EXERCISE BRIEF
Reproduce verbatim the lines of the data from the line containing "of the pointed" through the line containing "[105,180,120,202]", including both of those lines.

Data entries
--- Start ---

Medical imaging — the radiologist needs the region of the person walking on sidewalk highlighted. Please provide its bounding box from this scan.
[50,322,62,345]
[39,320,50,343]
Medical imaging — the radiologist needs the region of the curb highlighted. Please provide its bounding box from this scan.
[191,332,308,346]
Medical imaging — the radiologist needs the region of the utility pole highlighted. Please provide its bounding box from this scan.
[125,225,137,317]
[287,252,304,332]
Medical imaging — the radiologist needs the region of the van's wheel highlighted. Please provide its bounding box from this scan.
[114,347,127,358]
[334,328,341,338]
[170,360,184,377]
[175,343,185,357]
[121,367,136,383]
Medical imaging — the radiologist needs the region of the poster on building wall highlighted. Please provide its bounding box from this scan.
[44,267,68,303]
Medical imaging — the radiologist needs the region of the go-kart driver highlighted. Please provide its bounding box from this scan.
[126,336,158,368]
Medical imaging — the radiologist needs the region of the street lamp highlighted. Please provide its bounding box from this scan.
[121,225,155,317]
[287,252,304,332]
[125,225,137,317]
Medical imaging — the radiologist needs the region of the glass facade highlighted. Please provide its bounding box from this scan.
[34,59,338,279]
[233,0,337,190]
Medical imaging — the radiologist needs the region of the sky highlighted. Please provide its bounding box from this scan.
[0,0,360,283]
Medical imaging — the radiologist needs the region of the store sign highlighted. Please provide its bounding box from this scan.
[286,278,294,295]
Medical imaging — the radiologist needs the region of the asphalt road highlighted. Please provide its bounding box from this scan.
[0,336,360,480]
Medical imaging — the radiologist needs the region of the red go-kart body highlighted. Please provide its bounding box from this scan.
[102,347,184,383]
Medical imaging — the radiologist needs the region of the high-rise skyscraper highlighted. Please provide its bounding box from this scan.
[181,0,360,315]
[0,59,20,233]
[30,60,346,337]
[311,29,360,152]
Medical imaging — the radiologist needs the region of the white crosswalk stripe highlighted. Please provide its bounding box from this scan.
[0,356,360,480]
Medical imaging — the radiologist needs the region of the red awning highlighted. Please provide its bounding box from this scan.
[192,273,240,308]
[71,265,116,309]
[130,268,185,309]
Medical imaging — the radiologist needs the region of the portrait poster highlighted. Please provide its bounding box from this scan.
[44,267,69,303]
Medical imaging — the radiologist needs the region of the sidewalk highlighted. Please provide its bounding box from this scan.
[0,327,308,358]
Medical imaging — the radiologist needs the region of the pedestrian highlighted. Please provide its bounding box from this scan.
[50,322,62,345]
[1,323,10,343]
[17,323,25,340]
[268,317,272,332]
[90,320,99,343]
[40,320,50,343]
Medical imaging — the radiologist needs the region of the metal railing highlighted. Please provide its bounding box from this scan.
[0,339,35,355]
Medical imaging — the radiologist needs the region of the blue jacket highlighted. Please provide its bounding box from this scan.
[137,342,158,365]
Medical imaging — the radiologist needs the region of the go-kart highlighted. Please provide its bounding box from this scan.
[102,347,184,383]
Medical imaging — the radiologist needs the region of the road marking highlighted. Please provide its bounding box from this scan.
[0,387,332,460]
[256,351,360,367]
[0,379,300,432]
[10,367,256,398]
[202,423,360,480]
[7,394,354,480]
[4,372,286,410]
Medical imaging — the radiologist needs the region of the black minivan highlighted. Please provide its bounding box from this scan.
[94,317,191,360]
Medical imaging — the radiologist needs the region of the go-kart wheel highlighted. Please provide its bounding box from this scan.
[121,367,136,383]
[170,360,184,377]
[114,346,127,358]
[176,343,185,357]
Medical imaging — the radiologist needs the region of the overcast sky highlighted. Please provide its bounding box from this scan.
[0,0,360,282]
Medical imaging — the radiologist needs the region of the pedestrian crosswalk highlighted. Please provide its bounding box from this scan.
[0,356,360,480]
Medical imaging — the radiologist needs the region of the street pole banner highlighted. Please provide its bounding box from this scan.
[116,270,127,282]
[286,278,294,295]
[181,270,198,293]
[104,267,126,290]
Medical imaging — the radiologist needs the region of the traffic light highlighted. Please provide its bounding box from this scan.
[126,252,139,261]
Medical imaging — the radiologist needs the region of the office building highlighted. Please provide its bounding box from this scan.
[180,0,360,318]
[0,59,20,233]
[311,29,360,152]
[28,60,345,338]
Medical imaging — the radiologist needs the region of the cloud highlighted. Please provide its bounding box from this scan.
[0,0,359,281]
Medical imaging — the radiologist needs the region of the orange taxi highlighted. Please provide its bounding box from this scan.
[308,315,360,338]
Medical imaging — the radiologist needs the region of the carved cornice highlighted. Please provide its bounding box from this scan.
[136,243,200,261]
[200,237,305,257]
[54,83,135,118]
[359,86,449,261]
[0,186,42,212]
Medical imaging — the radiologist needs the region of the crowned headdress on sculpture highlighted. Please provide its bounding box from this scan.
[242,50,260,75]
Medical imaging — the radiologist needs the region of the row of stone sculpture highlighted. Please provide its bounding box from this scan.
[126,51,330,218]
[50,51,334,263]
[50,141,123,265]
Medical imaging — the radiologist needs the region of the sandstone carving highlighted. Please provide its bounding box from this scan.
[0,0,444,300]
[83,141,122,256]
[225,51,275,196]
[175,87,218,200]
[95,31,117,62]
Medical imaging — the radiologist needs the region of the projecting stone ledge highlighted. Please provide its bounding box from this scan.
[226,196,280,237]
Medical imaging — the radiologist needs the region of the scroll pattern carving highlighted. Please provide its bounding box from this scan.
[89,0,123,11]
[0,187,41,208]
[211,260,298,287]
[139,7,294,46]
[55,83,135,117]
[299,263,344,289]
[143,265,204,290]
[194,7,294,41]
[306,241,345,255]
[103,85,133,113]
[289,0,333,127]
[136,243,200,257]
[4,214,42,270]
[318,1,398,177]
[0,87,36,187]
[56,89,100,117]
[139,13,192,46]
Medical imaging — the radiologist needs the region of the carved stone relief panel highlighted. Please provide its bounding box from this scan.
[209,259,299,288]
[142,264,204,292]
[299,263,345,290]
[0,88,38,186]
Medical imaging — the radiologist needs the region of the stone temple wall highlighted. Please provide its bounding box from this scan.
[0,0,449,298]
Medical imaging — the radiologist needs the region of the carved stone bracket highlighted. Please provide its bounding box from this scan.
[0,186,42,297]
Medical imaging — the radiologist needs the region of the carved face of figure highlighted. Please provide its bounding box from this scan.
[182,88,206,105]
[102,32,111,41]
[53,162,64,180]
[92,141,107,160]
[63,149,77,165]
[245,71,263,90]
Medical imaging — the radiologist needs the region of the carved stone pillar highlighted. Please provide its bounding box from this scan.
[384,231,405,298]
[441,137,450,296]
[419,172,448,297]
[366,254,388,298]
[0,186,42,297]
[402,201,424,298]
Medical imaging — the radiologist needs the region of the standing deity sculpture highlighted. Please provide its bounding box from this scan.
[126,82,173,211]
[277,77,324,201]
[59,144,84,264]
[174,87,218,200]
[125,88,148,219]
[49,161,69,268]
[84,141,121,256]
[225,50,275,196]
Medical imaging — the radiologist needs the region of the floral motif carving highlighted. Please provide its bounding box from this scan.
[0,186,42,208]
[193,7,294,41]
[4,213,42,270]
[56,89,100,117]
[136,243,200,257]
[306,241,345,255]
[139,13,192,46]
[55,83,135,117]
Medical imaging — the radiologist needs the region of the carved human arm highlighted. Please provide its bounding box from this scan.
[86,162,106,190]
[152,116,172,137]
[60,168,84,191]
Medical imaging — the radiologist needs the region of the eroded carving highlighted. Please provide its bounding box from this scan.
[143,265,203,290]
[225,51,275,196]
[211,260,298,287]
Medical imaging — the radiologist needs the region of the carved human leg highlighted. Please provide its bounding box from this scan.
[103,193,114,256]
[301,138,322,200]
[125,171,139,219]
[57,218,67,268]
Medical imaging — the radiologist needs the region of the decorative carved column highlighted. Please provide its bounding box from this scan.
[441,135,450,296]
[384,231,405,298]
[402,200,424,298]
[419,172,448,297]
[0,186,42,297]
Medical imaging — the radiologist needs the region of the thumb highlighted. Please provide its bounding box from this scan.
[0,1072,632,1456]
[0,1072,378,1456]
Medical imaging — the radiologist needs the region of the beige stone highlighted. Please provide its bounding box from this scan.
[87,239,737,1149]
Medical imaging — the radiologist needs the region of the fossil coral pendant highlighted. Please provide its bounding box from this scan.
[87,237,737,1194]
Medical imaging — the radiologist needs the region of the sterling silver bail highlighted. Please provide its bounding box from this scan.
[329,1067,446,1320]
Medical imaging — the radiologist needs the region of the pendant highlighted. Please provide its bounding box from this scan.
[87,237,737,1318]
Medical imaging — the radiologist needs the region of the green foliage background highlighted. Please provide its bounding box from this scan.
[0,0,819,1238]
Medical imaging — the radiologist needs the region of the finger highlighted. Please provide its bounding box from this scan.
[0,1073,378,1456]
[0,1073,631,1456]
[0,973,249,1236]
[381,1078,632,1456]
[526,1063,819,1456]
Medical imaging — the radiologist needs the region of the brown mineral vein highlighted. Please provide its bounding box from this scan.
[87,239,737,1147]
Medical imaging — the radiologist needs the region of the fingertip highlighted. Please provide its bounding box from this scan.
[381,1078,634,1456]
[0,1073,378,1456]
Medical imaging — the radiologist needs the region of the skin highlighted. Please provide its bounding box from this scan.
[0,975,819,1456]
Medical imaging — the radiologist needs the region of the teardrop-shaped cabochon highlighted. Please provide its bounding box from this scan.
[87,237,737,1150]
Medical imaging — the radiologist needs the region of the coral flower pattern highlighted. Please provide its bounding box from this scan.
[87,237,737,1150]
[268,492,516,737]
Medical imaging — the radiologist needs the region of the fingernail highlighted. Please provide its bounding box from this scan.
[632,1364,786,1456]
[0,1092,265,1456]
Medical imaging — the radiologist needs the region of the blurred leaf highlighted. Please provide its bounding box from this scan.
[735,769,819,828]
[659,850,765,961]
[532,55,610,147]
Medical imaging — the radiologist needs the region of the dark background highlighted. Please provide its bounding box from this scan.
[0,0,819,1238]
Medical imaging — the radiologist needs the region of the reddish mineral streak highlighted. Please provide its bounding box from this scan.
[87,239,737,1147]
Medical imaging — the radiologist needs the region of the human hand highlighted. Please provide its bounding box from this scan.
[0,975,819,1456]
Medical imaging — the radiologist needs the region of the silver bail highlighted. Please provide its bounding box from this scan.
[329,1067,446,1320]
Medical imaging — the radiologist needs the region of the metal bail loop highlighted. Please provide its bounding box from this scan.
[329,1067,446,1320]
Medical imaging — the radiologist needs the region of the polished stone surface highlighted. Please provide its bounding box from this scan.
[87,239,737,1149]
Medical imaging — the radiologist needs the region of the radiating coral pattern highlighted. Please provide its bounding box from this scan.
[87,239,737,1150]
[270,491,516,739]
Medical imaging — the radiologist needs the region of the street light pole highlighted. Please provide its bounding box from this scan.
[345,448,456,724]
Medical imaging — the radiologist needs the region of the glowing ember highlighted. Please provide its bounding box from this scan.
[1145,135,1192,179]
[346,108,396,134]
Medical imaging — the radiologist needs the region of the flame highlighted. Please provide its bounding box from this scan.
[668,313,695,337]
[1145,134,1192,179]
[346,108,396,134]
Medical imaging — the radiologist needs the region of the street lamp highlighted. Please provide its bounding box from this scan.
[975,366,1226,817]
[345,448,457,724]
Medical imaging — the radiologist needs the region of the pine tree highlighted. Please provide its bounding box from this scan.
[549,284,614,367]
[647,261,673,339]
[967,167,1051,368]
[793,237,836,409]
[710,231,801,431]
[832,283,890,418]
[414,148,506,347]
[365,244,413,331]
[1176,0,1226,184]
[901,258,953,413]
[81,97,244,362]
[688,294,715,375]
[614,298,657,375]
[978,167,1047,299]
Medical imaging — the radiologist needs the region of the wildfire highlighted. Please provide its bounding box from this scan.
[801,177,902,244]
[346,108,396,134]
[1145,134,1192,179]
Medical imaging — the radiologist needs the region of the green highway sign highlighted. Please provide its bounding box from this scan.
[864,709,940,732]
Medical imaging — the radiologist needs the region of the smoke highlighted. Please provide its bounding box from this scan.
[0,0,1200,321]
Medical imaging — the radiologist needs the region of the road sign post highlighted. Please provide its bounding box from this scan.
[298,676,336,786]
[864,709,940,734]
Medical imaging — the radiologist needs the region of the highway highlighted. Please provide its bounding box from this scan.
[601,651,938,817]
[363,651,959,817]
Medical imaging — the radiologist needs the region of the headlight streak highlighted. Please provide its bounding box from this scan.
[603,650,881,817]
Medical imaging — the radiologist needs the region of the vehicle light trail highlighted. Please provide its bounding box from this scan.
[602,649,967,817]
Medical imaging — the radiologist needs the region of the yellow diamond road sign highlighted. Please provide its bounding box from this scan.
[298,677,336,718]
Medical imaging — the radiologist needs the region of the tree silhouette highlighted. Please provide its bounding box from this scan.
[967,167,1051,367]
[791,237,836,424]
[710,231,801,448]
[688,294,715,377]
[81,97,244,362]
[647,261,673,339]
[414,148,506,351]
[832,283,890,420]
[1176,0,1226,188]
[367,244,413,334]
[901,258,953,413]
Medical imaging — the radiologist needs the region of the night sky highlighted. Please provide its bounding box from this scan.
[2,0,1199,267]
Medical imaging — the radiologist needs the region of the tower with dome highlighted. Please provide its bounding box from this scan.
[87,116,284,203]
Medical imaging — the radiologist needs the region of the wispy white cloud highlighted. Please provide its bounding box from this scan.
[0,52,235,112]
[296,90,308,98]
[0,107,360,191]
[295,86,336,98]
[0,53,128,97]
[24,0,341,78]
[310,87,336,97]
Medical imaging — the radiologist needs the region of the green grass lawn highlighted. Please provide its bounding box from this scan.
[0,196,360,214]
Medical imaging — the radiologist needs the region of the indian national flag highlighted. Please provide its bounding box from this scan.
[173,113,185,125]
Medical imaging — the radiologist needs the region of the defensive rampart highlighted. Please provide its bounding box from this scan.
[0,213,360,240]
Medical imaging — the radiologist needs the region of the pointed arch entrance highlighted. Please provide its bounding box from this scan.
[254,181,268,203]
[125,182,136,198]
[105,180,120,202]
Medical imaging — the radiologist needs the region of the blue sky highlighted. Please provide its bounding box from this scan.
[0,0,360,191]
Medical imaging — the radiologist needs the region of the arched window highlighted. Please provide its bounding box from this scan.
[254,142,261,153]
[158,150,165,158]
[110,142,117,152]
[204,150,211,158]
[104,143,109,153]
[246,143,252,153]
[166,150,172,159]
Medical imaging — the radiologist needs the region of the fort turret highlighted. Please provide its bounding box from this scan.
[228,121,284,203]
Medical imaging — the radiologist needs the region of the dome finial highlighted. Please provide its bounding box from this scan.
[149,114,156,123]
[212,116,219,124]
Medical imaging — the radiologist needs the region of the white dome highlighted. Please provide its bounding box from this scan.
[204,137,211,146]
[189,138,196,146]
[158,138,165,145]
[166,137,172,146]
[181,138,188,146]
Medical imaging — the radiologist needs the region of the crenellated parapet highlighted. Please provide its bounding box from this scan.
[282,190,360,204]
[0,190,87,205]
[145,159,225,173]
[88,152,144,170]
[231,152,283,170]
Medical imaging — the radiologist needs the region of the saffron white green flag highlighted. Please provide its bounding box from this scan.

--- End ---

WRITTEN ANSWER
Medical imaging — the radiologist needs the region of the pointed arch entrance highlighted. Please provide its bounding box from this scan.
[254,181,268,203]
[125,182,136,198]
[105,180,120,202]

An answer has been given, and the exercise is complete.